start Provided data

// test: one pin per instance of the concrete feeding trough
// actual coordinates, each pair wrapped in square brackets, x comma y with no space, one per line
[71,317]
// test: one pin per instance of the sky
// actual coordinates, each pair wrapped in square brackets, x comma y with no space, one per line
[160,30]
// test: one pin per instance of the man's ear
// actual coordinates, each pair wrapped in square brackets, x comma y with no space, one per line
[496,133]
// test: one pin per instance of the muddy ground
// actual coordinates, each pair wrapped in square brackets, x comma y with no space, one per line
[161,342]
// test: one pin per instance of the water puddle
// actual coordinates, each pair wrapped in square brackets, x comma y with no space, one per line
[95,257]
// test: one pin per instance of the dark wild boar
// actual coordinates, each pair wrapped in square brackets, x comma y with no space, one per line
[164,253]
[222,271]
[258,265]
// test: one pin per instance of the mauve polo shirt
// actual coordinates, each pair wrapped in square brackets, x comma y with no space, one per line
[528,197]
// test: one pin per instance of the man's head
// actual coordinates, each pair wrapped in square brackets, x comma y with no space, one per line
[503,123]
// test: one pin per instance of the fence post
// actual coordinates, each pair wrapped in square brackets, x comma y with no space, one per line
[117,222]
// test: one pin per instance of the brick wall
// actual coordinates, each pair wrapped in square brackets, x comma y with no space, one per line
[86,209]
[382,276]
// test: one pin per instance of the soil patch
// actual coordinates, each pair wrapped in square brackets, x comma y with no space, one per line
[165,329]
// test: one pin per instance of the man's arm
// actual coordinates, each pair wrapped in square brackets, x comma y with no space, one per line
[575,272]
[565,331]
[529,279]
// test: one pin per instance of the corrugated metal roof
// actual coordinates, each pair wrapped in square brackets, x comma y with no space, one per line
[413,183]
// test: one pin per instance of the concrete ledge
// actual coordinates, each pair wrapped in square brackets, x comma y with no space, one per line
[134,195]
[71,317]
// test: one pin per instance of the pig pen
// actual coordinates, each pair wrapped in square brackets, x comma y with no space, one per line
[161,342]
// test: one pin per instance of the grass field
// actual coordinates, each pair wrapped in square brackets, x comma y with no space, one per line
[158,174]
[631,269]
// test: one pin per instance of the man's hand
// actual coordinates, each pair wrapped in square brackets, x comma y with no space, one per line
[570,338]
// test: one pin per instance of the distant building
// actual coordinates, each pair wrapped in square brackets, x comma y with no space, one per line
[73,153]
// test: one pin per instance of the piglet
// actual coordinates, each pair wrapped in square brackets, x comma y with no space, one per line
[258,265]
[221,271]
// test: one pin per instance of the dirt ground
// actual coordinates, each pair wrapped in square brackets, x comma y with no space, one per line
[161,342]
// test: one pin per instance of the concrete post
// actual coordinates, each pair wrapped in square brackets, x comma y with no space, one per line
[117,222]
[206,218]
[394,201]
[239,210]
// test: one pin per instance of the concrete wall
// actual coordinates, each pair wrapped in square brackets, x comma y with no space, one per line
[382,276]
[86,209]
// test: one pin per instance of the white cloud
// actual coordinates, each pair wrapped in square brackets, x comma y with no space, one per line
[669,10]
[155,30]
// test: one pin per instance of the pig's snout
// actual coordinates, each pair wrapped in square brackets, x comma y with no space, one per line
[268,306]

end Provided data

■ **What this task involves**
Reproduce as a numbered list every line from the one containing "the man's hand" through the end of the items, with both ends included and blank lines omitted.

■ **Task answer**
1. // test: one pin per instance of the man's hand
2. // actual coordinates, each pair wrapped in square brackets, x comma y with no space, one per line
3. [570,338]
4. // test: one pin per instance of the distant building
5. // actual coordinates, each pair wrapped in square brackets, x comma y with no space, one per line
6. [73,153]
7. // test: one pin per instance of the piglet
8. // actual coordinates, each pair wrapped in square brackets, x comma y with no space, one per line
9. [258,265]
10. [221,271]
11. // test: one pin per instance of the dirt ground
12. // actual coordinates, each pair wrapped in square brackets, x comma y with no space, one per line
13. [161,342]
14. // test: one pin per instance of the concrete post
15. // actual coordinates, each pair wrapped in square brackets, x comma y with no space, one per line
16. [117,222]
17. [206,218]
18. [394,201]
19. [239,210]
20. // test: one pin per instance of the concrete wall
21. // actual coordinates, each pair wrapped in square brackets, x comma y with no space, one per line
22. [382,276]
23. [86,209]
24. // test: one pin per instance of the white cloud
25. // actual coordinates, each pair wrapped in square brackets, x comma y with no space, one per line
26. [669,10]
27. [155,30]
28. // test: one pin per instance of the pig's snout
29. // actual coordinates, each pair wrapped in square brackets, x comma y with no space, one per line
30. [268,306]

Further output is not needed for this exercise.